$\lim_{x \to \infty}e^{x-x^2}$ I am teaching calculus and am wanting to put the following question on a test
$$
\lim\limits_{x\rightarrow\infty}e^{x-x^2}
$$
I know this limit is 0, but as I try to show it rigorously (I mean justifying the steps, but no $\epsilon,\delta$) I am running into problems.
I know that $e^{x-x^2}=\frac{e^x}{e^{x^2}}$ but this doesn't simplify. Intuitively, $e^{x^2}$ grows faster than $e^x$ so the quotient approaches 0, but this seems a bit hand-wavey.
Maybe since $e^x$ is continuous, we can apply the limit directly to $x-x^2$ and get nonsense like $\infty-\infty^2$. So if we factor we get $x(1-x)$ and note that $x\rightarrow\infty$ while $1-x\rightarrow-\infty$ so we get $\infty\cdot-\infty$ which again intuitively is $-\infty$ but it doesn't really make sense to multiply infinities. Nonetheless, if we "accept" this and abuse the notation we get $\frac{1}{e^{\infty}}$ which goes to 0 as well.

[Rows from a data source]

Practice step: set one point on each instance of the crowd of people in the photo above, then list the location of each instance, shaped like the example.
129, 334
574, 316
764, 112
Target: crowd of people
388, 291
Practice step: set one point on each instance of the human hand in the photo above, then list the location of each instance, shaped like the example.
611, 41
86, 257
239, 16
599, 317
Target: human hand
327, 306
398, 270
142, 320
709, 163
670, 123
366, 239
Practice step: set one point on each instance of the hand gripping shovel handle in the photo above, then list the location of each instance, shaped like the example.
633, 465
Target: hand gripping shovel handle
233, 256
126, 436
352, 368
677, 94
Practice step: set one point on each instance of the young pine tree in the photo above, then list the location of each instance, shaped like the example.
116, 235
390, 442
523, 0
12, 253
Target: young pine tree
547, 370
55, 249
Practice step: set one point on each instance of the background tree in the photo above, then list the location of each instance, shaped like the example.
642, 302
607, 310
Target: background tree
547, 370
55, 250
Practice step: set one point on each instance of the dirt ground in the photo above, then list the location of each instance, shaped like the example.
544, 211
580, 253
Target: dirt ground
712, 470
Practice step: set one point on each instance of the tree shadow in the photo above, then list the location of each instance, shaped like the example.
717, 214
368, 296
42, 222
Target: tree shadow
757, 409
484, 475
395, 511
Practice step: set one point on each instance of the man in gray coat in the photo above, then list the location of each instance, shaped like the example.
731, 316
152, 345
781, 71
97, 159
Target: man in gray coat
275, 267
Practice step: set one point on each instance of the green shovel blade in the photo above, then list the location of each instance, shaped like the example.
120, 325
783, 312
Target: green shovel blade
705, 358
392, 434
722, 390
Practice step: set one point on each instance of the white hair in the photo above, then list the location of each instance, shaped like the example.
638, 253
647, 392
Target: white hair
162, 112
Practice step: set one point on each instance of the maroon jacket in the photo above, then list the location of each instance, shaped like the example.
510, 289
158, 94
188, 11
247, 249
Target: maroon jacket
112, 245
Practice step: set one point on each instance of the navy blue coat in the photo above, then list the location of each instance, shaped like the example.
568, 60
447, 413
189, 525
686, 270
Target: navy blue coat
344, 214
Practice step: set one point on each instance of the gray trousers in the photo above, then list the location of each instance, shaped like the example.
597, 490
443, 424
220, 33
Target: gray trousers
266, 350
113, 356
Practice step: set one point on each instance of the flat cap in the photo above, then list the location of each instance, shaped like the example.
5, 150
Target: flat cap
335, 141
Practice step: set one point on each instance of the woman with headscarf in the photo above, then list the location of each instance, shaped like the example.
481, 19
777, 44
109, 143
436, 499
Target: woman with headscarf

> _AIM OF THE EXERCISE_
Output the entire forum post about the limit of e^(x−x²), copied word for word. The rows bear no relation to the forum post.

> _EXPECTED OUTPUT_
$\lim_{x \to \infty}e^{x-x^2}$ I am teaching calculus and am wanting to put the following question on a test
$$
\lim\limits_{x\rightarrow\infty}e^{x-x^2}
$$
I know this limit is 0, but as I try to show it rigorously (I mean justifying the steps, but no $\epsilon,\delta$) I am running into problems.
I know that $e^{x-x^2}=\frac{e^x}{e^{x^2}}$ but this doesn't simplify. Intuitively, $e^{x^2}$ grows faster than $e^x$ so the quotient approaches 0, but this seems a bit hand-wavey.
Maybe since $e^x$ is continuous, we can apply the limit directly to $x-x^2$ and get nonsense like $\infty-\infty^2$. So if we factor we get $x(1-x)$ and note that $x\rightarrow\infty$ while $1-x\rightarrow-\infty$ so we get $\infty\cdot-\infty$ which again intuitively is $-\infty$ but it doesn't really make sense to multiply infinities. Nonetheless, if we "accept" this and abuse the notation we get $\frac{1}{e^{\infty}}$ which goes to 0 as well.